◆ Task prompt: Start with the line containing "instance of the sky" and write out each line through the end of the listing, exactly as given.

Stored items:
◆ ◆ ◆ ◆ ◆
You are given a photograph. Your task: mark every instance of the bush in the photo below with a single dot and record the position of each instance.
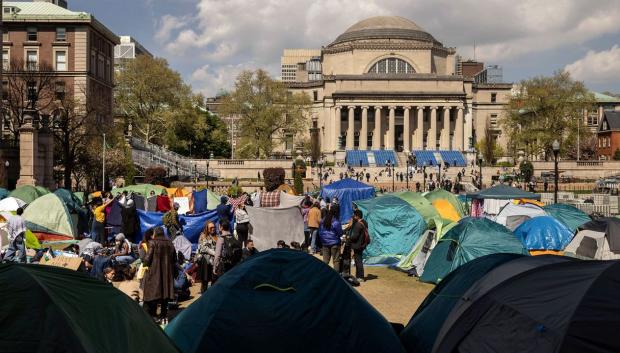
(155, 175)
(274, 177)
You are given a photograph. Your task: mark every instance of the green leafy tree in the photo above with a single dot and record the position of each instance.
(544, 109)
(267, 110)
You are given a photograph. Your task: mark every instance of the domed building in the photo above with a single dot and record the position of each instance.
(388, 84)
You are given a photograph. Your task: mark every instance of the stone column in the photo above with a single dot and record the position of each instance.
(431, 143)
(406, 129)
(351, 128)
(376, 135)
(420, 129)
(336, 127)
(458, 130)
(392, 129)
(445, 130)
(364, 130)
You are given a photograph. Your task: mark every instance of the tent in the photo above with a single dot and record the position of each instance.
(544, 233)
(503, 192)
(564, 307)
(11, 204)
(46, 308)
(282, 301)
(26, 193)
(469, 239)
(512, 215)
(50, 215)
(423, 327)
(393, 225)
(347, 191)
(268, 225)
(571, 216)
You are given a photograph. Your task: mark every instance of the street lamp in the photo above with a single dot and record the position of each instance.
(556, 150)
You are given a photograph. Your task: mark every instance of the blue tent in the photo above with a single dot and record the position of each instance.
(282, 300)
(394, 226)
(192, 224)
(544, 233)
(347, 191)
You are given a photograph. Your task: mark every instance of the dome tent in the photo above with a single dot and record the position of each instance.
(281, 301)
(469, 239)
(46, 308)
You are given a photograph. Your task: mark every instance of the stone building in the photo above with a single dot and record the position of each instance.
(387, 84)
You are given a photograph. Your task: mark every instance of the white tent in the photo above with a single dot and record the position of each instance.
(11, 204)
(589, 244)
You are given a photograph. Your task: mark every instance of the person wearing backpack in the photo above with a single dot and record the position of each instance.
(359, 239)
(228, 251)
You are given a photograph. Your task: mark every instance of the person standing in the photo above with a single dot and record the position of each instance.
(16, 228)
(159, 279)
(330, 232)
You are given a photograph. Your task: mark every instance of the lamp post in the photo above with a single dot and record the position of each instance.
(556, 150)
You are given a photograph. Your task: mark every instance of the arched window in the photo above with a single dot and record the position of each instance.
(391, 66)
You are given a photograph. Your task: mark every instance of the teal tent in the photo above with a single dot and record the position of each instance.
(471, 238)
(52, 309)
(393, 225)
(569, 215)
(282, 300)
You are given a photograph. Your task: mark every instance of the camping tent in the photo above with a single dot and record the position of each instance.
(393, 225)
(544, 233)
(469, 239)
(421, 331)
(512, 215)
(46, 308)
(347, 191)
(563, 307)
(11, 204)
(571, 216)
(50, 215)
(282, 301)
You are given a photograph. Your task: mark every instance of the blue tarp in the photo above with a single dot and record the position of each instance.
(347, 191)
(544, 233)
(200, 201)
(192, 224)
(394, 226)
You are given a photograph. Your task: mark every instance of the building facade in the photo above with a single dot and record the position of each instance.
(388, 84)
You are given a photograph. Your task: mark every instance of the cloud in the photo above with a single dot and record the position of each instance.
(235, 32)
(597, 67)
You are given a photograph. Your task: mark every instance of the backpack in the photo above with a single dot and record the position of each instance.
(231, 251)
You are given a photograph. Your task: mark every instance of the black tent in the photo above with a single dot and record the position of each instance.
(566, 307)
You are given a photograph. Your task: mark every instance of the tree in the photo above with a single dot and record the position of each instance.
(267, 111)
(545, 109)
(147, 94)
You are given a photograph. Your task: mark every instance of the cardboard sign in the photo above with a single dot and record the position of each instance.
(71, 263)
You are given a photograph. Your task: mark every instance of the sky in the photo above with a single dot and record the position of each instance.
(210, 41)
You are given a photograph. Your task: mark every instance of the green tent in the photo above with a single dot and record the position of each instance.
(52, 309)
(471, 238)
(421, 204)
(569, 215)
(27, 193)
(49, 214)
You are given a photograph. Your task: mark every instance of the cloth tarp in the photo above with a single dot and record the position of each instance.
(347, 191)
(393, 225)
(49, 214)
(544, 233)
(192, 224)
(571, 216)
(268, 225)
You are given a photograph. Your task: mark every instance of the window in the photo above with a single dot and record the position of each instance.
◆ ◆ ◆ ◆ ◆
◆ Expected answer:
You are given a photograph. Your task: mark every instance of the sky in the photo above with a single dot and record the position of each instance.
(210, 41)
You are given a photograph. Your task: mark every instance of the green tent in the photo above with a single dot and record the position of each instance.
(52, 309)
(471, 238)
(421, 204)
(569, 215)
(27, 193)
(49, 214)
You are given a photograph. Your task: mark every instance of the cloth tarp in the photo above with a single dot and record the position of each instance.
(347, 191)
(393, 225)
(49, 214)
(544, 233)
(192, 224)
(571, 216)
(268, 225)
You are given a photograph. Your task: mark every instance of the window in the photo above with a single dot and record the position of each instance.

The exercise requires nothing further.